**WHAT TO DO**
Extend the personal update below about knee replacements, lost book files, and a novel in progress, beginning right after its final sentence.

**TEXT SHOWN**
*** Block opens ***

Two years ago today, I loaded up my car with Lucy, Daniel, and what I can only assume was an unreasonable amount of optimism, and drove across the country from California to Wisconsin. Yes, Wisconsin. People questioned my sanity. I questioned my GPS. But here I am — thriving in a single-story, zero-threshold home where my knees and I have reached a fragile peace agreement.

Speaking of knees: that agreement has been violated.

Three weeks ago, I strapped on skis for my 47th year of pretending I'm still 30. Four days on the slopes. Four days of skiing with legs as straight and stiff as pool cues because bending my knees had simply stopped being an option my body offered. When I finally hobbled into my orthopedic surgeon's office, the x-rays told a story so dramatic it deserved its own true crime podcast. Bone on bone. A bonus bone spur. Arthritis glowing white on the screen like a haunted house. The surgeon's face said it all.

So! One knee replacement in May, another in June. I've essentially scheduled myself for a two-month renovation project — except I'm the house.

The cruelest irony is that I've done everything right. Les Mills Body Combat four times a week. A personal trainer twice a week. My legs are genuinely muscular and capable, piloting around a pair of joints that have simply given their notice. It's like having a Ferrari engine bolted to a wagon with square wheels.

In tech disaster news: I got a new Mac in January. Transferred 28 books to it. Reformatted the old one. Then — in a move future historians will cite as a cautionary tale — I wrote down my new password incorrectly, lost everything, and now I’m spending the better part of my sanity converting Amazon PDFs back into Word documents and scrubbing out the digital gibberish the conversion leaves behind. All 28 books. I have learned. I have grown. I am backing up everything to OneDrive and possibly also carving it into a stone tablet.

On the bright side, my new novel Harbour of Lies is coming along — slowly, in the way that pantser novels do when you've introduced all your characters but have absolutely no idea who killed whom or why. Classic. I'm racing to get it to my editor before surgery turns my brain into warm pudding.

*** Block closes ***

[Saved data entries]

*** Block opens ***

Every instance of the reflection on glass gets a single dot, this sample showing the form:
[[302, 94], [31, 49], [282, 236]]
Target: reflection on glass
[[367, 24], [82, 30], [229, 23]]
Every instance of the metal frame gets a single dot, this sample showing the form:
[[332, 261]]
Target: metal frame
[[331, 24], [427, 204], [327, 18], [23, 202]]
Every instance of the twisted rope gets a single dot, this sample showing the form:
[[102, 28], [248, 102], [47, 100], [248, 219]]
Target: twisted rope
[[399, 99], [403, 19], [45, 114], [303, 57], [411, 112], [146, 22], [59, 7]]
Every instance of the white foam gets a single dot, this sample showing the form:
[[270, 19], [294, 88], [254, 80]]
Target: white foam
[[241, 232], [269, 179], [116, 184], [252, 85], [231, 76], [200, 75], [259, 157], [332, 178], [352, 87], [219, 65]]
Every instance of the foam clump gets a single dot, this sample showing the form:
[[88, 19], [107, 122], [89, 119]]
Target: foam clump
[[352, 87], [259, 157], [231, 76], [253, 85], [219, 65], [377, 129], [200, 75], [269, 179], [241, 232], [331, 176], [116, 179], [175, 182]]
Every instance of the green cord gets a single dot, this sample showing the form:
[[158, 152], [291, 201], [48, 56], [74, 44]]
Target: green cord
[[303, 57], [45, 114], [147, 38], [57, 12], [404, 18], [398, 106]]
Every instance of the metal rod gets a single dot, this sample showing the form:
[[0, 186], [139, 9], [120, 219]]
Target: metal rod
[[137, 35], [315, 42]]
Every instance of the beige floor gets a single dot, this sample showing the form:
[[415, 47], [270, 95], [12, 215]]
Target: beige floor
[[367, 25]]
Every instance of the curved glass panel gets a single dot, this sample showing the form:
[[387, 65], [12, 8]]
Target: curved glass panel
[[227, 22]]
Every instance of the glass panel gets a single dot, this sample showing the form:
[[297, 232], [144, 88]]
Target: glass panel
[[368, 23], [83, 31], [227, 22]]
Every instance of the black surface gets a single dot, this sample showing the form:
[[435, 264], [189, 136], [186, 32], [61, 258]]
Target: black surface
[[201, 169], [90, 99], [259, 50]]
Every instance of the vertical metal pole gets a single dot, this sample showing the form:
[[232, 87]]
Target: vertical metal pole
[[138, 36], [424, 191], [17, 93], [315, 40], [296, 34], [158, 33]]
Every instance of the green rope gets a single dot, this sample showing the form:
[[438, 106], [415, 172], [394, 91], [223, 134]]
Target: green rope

*** Block closes ***
*** Block opens ***

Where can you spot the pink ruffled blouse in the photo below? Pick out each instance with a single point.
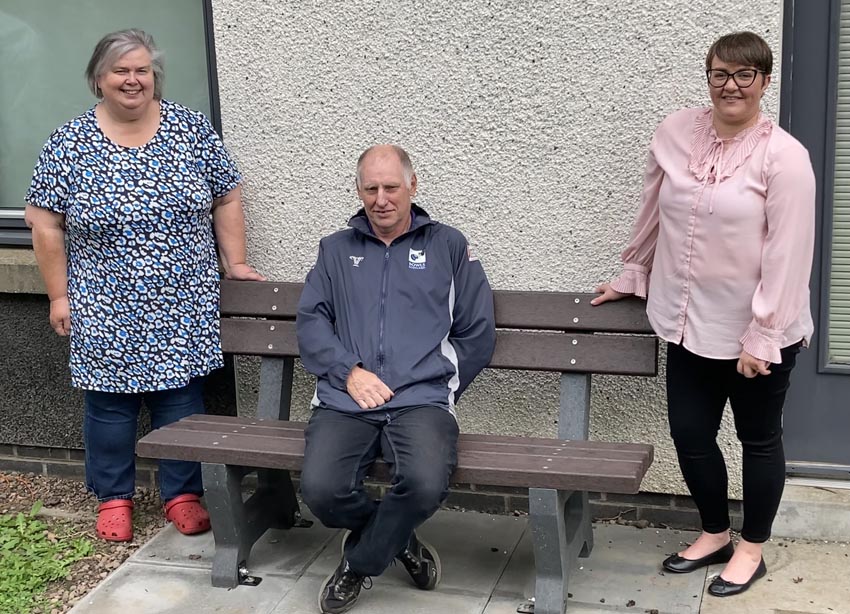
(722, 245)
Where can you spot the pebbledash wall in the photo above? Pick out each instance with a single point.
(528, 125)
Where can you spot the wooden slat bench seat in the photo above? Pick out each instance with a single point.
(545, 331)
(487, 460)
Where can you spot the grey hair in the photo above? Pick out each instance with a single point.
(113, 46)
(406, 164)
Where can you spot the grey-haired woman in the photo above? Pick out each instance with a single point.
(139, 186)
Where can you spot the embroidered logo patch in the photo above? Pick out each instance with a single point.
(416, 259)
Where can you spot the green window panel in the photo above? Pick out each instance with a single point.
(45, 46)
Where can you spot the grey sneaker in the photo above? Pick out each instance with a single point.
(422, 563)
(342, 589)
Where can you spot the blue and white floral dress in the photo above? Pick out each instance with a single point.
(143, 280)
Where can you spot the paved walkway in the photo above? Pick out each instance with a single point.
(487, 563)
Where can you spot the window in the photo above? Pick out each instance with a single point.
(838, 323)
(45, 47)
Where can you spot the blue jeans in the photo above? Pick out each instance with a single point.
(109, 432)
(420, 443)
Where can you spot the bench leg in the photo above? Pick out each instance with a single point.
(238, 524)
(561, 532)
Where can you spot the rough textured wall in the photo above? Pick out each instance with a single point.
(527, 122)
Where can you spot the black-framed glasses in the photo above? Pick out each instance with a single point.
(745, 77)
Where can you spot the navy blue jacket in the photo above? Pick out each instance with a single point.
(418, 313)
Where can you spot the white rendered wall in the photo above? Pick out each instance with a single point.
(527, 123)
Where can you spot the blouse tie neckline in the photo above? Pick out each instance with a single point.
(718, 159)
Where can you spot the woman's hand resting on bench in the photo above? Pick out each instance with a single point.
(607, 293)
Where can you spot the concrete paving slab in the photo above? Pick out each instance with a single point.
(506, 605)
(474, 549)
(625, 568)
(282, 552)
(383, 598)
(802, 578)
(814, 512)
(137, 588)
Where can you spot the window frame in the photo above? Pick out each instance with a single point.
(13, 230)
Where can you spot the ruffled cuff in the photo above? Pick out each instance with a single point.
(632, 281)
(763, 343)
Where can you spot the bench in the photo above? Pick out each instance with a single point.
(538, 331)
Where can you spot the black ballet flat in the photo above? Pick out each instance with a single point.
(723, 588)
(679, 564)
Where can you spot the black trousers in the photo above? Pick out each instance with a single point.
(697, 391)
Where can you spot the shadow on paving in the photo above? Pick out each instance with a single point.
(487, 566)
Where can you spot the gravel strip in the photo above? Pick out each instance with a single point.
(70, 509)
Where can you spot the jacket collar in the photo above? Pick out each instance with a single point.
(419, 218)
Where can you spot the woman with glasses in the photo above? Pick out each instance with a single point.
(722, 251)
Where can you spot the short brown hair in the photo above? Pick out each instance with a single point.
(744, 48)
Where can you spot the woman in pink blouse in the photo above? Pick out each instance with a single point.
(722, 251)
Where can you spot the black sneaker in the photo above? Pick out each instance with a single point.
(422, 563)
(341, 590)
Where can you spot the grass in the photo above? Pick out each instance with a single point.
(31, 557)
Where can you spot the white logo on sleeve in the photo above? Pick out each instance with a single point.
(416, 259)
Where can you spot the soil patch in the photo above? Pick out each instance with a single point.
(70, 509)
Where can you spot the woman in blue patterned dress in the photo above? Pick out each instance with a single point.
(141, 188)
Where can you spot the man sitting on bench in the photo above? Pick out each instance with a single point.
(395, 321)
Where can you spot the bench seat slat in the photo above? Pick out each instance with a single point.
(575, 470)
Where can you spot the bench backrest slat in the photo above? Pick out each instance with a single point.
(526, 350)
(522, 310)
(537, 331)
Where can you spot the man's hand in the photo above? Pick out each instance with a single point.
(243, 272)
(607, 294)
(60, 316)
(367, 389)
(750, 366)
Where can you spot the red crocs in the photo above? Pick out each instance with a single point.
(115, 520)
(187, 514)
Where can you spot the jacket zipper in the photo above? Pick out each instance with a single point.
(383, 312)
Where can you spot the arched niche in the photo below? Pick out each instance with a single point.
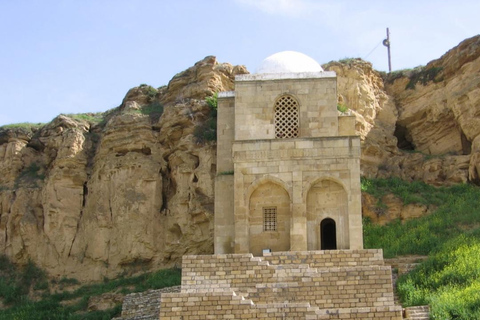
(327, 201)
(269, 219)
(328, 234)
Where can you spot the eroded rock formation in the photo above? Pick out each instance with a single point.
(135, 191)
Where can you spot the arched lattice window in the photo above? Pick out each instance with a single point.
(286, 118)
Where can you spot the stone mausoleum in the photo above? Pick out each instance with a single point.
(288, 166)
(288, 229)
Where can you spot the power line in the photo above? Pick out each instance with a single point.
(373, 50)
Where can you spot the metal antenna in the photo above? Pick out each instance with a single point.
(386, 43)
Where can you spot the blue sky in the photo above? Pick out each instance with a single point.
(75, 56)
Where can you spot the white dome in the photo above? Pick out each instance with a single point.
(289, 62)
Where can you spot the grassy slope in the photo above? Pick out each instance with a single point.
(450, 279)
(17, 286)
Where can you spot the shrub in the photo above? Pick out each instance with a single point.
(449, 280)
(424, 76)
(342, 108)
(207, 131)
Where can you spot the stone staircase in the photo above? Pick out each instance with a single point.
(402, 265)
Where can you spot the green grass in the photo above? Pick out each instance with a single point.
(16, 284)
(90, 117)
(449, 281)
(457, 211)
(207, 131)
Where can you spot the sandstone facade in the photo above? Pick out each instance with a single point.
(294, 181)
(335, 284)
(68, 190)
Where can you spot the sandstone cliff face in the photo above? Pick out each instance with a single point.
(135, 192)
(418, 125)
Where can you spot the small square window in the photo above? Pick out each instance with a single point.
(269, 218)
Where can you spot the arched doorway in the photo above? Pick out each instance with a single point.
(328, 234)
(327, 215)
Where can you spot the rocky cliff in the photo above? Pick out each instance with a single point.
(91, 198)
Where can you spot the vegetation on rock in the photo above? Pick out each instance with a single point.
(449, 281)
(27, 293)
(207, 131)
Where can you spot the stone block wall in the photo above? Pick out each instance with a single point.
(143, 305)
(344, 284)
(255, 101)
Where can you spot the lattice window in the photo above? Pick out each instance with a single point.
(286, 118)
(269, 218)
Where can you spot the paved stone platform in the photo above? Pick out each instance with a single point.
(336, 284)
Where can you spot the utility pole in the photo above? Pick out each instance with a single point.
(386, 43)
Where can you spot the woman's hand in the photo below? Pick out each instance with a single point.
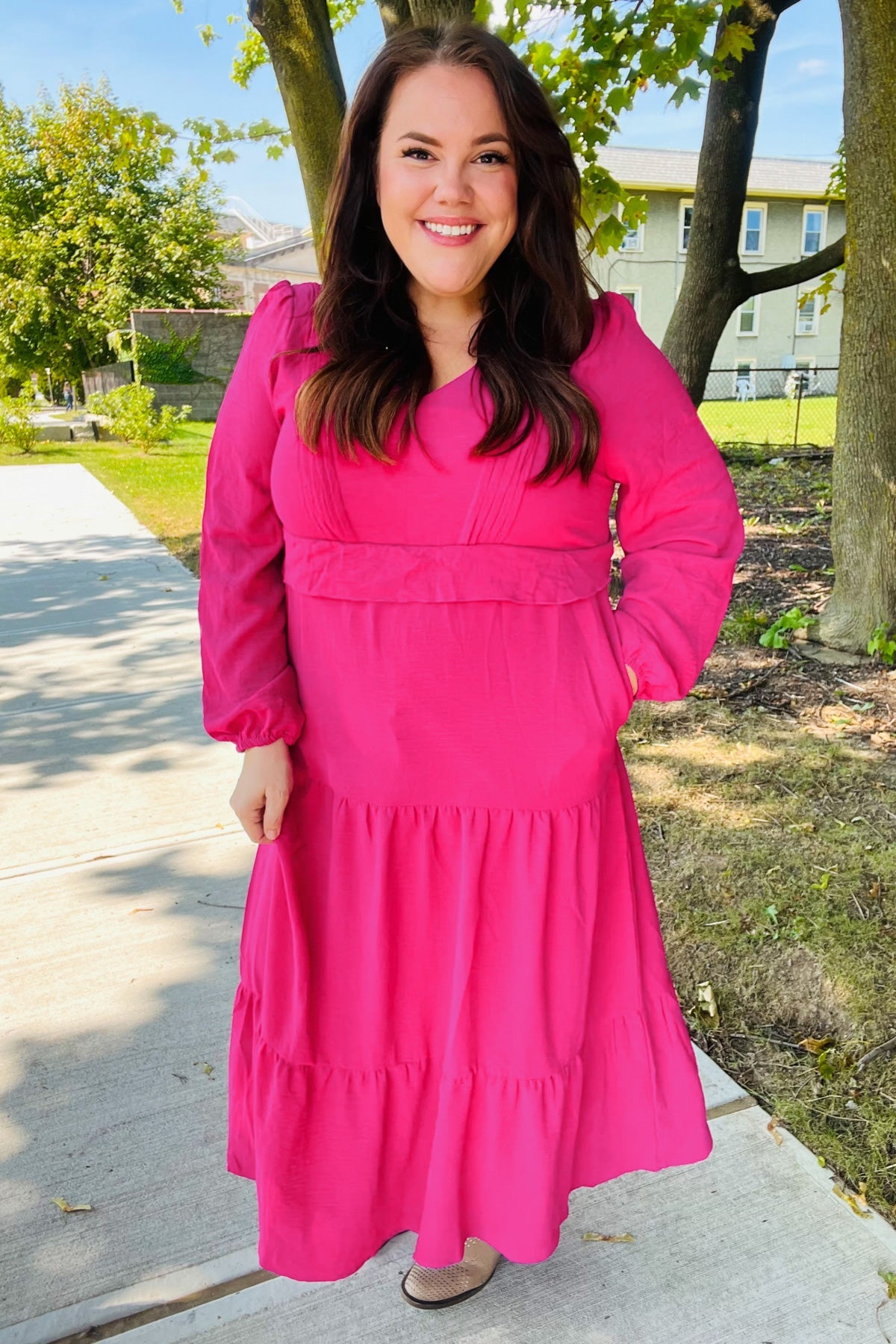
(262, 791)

*** Block closes ***

**RESULT**
Dewey on Gotcha Day
Dewey on Gotcha Day

And because apparently I make bold life choices in clusters, I adopted a rescue dog the same day I got my surgery news. His name is Dewey — yes, after the Dewey Decimal System, because I am exactly that kind of author and he came with that name. He's 1.5 years old, 73 pounds, and currently convinced that the safest place in the world is directly against my legs. We are working on this. A walker with wheels and a seat is arriving Friday. I have sent away for his DNA results, because understanding his breed mix is the difference between "quirky couch companion" and "instinctual prey-stalker" — a lesson my late Doberman/Boxer Daniel taught me thoroughly.

If you've survived a knee replacement solo, I'd genuinely love your wisdom. I'm doing this as an outpatient, fiercely protective of my independence, and operating on the theory that if I once managed a cast on both my right arm and leg while living alone, I can handle this. Dewey may complicate the physics. But we'll figure it out.


Cheers, Alec

 
 
 

1 Comment


Ellen Falk
Ellen Falk
Apr 01

Dewey is beautiful, Alec. I hope you have many, many happy years together.


And good luck with your surgeries. I’ve never replaced my knees, but I have two bionic shoulders.